*EXERCISE BRIEF:*
Swap "print" for "show" in the lines of the records between the line holding "# Locate the door handle in the image above" and the line holding "58,165 -> 398,308", inclusive. Give back only those lines, with everything else left unchanged.

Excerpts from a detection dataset
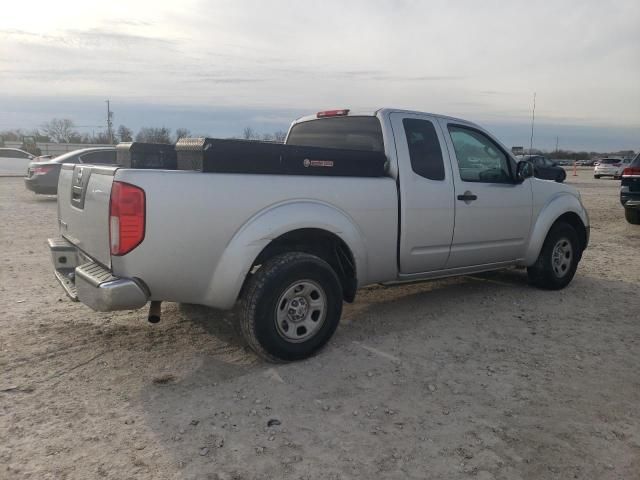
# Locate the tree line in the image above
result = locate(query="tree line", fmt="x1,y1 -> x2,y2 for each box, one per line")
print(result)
0,118 -> 287,144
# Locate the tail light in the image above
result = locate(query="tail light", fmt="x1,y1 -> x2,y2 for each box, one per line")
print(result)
317,108 -> 349,118
33,165 -> 53,175
109,182 -> 146,255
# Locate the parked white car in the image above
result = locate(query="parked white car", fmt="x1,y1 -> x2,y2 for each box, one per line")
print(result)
0,148 -> 36,177
593,158 -> 632,180
49,108 -> 589,361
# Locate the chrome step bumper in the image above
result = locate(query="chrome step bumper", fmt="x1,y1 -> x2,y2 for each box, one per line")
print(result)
49,238 -> 149,312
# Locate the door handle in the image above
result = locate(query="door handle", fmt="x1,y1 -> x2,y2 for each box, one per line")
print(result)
458,191 -> 478,203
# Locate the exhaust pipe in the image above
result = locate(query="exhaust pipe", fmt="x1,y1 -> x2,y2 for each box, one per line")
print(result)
147,300 -> 162,323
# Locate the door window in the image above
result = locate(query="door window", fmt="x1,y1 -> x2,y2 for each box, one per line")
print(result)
449,125 -> 512,183
402,118 -> 444,180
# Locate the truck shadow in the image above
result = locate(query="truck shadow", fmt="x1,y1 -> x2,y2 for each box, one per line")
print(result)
139,270 -> 635,478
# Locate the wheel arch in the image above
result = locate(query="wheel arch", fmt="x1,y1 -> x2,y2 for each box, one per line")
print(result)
207,201 -> 367,309
524,194 -> 589,266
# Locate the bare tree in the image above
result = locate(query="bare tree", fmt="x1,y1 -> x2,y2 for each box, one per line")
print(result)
136,127 -> 171,143
176,128 -> 191,142
116,125 -> 133,142
273,130 -> 287,143
42,118 -> 78,143
242,127 -> 260,140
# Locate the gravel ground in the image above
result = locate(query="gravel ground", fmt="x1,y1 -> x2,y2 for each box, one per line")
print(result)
0,169 -> 640,480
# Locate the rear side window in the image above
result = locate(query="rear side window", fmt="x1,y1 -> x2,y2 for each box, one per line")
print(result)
287,117 -> 384,152
80,150 -> 116,165
402,118 -> 444,180
449,125 -> 512,183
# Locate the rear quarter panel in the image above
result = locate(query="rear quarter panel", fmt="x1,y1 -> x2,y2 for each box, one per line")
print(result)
112,169 -> 397,308
524,179 -> 589,266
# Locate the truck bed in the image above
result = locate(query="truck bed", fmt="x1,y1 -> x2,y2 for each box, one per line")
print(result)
58,165 -> 398,308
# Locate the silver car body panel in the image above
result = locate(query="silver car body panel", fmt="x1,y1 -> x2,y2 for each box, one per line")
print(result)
111,169 -> 398,308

*COMPLETE ANSWER:*
# Locate the door handle in the image above
result = locate(query="door handle", fmt="x1,y1 -> x2,y2 for each box, one per line")
show(result)
458,191 -> 478,203
# Locate the exhaust pipe in the image above
result = locate(query="exhaust pipe", fmt="x1,y1 -> x2,y2 for each box, one per line")
show(result)
147,300 -> 162,323
# Locate the door window in the image above
result = locate(query="door window", fmt="x1,y1 -> x2,y2 for each box, one per line")
show(result)
449,125 -> 512,183
402,118 -> 444,180
# Locate the truck shadow in the image above
result = locate(query="truck shadow", fmt="x1,y1 -> x2,y2 for each box, one per line")
show(result)
139,270 -> 635,478
# Locate the wheel arch in the image above
result = locate(query="wheel arch", fmt="x1,y1 -> x2,y2 for each box, one per line")
show(result)
207,201 -> 367,309
524,194 -> 589,266
# Locate the bare tree in the image above
result = locate(query="bare tree", fmt="x1,y1 -> x2,y2 for each box, one per line")
show(result)
136,127 -> 171,143
176,128 -> 191,142
116,125 -> 133,142
273,130 -> 287,143
42,118 -> 78,143
242,127 -> 260,140
# Locate the gravel ground in the image above
result = locate(query="gravel ground", fmt="x1,y1 -> x2,y2 for each box, one per line")
show(result)
0,169 -> 640,480
# Locate the rear side window in the image above
result = locate(query="rear side window", fmt="x1,y1 -> x2,y2 for each box, one per line")
show(result)
287,117 -> 384,152
80,150 -> 116,165
402,118 -> 444,180
449,125 -> 512,183
# Locate the rear quarter panel in the image above
result = locate(query="rear quarter panel", fmt="x1,y1 -> x2,y2 for each box, one per line")
show(result)
112,169 -> 397,308
524,179 -> 589,266
# Locate the truck bed in the image above
result = locate(query="truck bed", fmt="x1,y1 -> x2,y2 for each box, one per line")
show(result)
58,165 -> 398,308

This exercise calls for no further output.